───── Data rows ─────

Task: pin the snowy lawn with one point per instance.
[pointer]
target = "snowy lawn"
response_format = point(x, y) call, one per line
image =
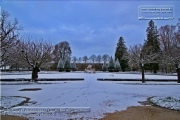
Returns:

─────

- **The exercise**:
Turn every line of the data above into a numbered list, omitting any blank lines. Leave the pictures out of your answer.

- **Solution to this problem**:
1. Task: pin the snowy lawn with one point per instance.
2. [pointer]
3. target = "snowy lawn"
4. response_format = point(x, y) call, one per line
5. image =
6. Returns:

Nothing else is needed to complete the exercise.